### WRITTEN PROBLEM
Copy out the records below, replacing every "instance" with "occurrence" and changing nothing else. Leave the pictures out.
+--
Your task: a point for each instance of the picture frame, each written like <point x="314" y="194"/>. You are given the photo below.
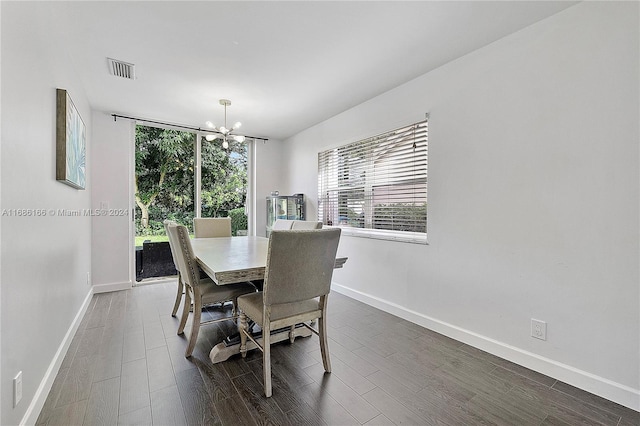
<point x="70" y="142"/>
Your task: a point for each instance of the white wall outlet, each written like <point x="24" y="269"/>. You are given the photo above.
<point x="17" y="388"/>
<point x="538" y="329"/>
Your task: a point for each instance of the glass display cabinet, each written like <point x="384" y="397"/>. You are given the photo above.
<point x="284" y="207"/>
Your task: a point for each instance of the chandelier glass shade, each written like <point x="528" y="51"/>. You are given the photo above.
<point x="224" y="132"/>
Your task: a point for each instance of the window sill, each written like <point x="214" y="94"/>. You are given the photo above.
<point x="379" y="234"/>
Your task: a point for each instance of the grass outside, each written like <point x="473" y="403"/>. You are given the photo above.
<point x="153" y="238"/>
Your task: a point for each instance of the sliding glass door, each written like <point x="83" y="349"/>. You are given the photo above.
<point x="180" y="175"/>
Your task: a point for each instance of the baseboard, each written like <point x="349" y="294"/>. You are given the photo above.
<point x="106" y="288"/>
<point x="608" y="389"/>
<point x="32" y="413"/>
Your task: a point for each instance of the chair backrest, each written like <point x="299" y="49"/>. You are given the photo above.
<point x="306" y="224"/>
<point x="299" y="264"/>
<point x="184" y="255"/>
<point x="212" y="227"/>
<point x="282" y="224"/>
<point x="166" y="223"/>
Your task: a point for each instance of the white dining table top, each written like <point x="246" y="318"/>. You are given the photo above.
<point x="230" y="260"/>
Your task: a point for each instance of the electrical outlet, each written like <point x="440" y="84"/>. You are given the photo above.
<point x="538" y="329"/>
<point x="17" y="388"/>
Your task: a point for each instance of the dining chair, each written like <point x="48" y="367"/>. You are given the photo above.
<point x="200" y="291"/>
<point x="212" y="227"/>
<point x="282" y="224"/>
<point x="306" y="224"/>
<point x="296" y="289"/>
<point x="166" y="223"/>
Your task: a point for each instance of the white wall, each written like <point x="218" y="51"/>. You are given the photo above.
<point x="269" y="177"/>
<point x="111" y="243"/>
<point x="533" y="199"/>
<point x="45" y="260"/>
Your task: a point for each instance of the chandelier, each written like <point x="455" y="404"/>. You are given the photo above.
<point x="223" y="132"/>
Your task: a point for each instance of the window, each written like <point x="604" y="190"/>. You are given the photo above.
<point x="377" y="187"/>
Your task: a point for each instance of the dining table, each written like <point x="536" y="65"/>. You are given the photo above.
<point x="229" y="260"/>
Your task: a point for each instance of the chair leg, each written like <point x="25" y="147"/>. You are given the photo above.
<point x="185" y="311"/>
<point x="322" y="334"/>
<point x="292" y="333"/>
<point x="178" y="296"/>
<point x="266" y="356"/>
<point x="195" y="325"/>
<point x="243" y="336"/>
<point x="324" y="344"/>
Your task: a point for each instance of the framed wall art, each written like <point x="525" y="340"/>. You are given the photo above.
<point x="70" y="142"/>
+--
### ANSWER TO THE TASK
Your task: a point for each occurrence of the picture frame, each written like <point x="314" y="194"/>. You are given the photo below.
<point x="70" y="142"/>
Your task: a point for each occurrence of the white wall outlet, each written like <point x="24" y="269"/>. You are given the photo above.
<point x="17" y="388"/>
<point x="538" y="329"/>
Your task: a point for each occurrence of the glass display cabinet, each written like <point x="384" y="397"/>. You are given the photo above.
<point x="284" y="207"/>
Your task: a point for each occurrence of the chandelier glass shade, each written like <point x="528" y="51"/>. You are given the photo above.
<point x="224" y="132"/>
Your task: a point for each occurrence of the window sill, each written like <point x="214" y="94"/>. You are given the photo above.
<point x="379" y="234"/>
Your task: a point for each occurrence of the grass outside, each written like <point x="473" y="403"/>. You are given the photo above.
<point x="153" y="238"/>
Your task: a point for each occurrence of the sliding glass door, each written like <point x="83" y="349"/>. You are given the photo above.
<point x="180" y="175"/>
Your task: a point for each occurrence of the baseboard, each written like <point x="349" y="294"/>. You are given the photo above.
<point x="106" y="288"/>
<point x="608" y="389"/>
<point x="32" y="413"/>
Your task: a point for each occurrence of the chair backrest, each written like <point x="299" y="49"/>. You are given the photo above.
<point x="306" y="224"/>
<point x="299" y="264"/>
<point x="184" y="255"/>
<point x="212" y="227"/>
<point x="282" y="224"/>
<point x="166" y="223"/>
Your task: a point for each occurrence of the white dining table top, each written like <point x="246" y="318"/>. You are given the photo above.
<point x="230" y="260"/>
Your task: a point for each occurrence of the electrical outlet, each written like <point x="440" y="84"/>. You are given the photo above.
<point x="538" y="329"/>
<point x="17" y="388"/>
Your task: a point for each occurrence of the dining chair, each written like <point x="48" y="367"/>. You are given the photo above.
<point x="200" y="291"/>
<point x="212" y="227"/>
<point x="282" y="224"/>
<point x="306" y="224"/>
<point x="296" y="289"/>
<point x="166" y="223"/>
Your task: a point for each occurrence of the white wall, each written like <point x="218" y="51"/>. You are given the photo above.
<point x="269" y="177"/>
<point x="111" y="243"/>
<point x="533" y="199"/>
<point x="45" y="260"/>
Your task: a point for each occurrence of the chandelier, each written like <point x="455" y="404"/>. You are given the photo above.
<point x="223" y="132"/>
Your task: a point for each occurrence of the window, each written like <point x="604" y="190"/>. You are given the photo above.
<point x="377" y="187"/>
Your task: a point for each occurrence of the dining table, each written like <point x="536" y="65"/>. You are given the photo above.
<point x="229" y="260"/>
Your task: a point for each occurrence of the chair leg, each written like <point x="25" y="147"/>. You are given the photo above.
<point x="185" y="311"/>
<point x="322" y="334"/>
<point x="292" y="333"/>
<point x="178" y="296"/>
<point x="266" y="356"/>
<point x="195" y="325"/>
<point x="243" y="336"/>
<point x="324" y="344"/>
Your task: a point for each occurrence of the framed wall art, each written like <point x="525" y="340"/>. You are given the photo above.
<point x="70" y="142"/>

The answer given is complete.